### Dataset:
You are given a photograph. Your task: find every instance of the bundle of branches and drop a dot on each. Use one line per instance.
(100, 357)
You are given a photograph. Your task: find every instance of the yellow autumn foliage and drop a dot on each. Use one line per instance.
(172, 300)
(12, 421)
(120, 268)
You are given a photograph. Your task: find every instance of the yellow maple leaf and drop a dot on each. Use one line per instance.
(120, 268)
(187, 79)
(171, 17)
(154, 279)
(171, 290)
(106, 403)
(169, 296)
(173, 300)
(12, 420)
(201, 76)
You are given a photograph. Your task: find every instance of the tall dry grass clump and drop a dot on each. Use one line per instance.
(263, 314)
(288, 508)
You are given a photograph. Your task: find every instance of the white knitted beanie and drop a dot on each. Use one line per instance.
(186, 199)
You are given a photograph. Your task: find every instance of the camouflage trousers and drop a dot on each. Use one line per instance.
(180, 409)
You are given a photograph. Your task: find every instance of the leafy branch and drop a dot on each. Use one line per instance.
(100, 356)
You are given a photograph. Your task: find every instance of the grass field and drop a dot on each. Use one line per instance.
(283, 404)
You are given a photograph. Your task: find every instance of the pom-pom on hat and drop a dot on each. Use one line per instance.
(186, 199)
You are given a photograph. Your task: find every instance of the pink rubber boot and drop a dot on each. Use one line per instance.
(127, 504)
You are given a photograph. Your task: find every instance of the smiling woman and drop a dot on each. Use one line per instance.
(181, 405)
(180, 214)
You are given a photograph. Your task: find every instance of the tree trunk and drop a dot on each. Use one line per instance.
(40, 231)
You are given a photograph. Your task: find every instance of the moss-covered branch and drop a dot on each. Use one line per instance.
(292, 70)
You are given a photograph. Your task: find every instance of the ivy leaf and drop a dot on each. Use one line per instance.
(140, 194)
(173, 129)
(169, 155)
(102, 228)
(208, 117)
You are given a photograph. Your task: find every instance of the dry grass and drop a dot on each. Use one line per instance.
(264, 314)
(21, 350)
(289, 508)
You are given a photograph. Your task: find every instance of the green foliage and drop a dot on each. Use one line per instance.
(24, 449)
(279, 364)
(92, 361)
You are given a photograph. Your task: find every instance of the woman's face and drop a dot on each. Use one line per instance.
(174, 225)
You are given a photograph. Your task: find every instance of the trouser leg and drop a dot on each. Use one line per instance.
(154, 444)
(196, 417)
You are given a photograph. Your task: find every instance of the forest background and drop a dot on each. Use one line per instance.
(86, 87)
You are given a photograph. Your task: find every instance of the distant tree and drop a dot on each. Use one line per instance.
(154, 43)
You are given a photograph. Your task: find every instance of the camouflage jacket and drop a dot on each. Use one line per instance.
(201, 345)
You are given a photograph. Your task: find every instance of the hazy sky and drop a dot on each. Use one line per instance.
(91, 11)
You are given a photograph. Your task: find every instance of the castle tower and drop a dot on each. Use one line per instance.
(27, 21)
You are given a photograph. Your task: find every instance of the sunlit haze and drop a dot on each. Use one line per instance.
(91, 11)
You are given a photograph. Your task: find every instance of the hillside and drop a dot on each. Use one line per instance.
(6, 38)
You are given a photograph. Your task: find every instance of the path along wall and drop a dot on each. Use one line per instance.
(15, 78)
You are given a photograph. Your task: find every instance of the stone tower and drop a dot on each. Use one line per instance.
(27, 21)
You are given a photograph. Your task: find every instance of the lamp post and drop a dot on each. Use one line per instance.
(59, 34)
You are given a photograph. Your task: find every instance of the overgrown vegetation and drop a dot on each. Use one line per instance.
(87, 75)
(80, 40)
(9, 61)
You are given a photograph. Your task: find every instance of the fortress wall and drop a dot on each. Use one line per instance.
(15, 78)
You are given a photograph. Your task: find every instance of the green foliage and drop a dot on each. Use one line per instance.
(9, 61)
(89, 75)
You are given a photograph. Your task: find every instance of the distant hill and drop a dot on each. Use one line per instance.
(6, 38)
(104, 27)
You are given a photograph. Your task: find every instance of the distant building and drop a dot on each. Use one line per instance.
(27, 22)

### Problem details:
What is needed is an exact copy of the line containing "the distant building" and each line after it, through the final line of the entries above.

### Final answer:
You are given a photograph. Your task: find every instance of the distant building and drop a dot on each. Use one line per instance.
(27, 22)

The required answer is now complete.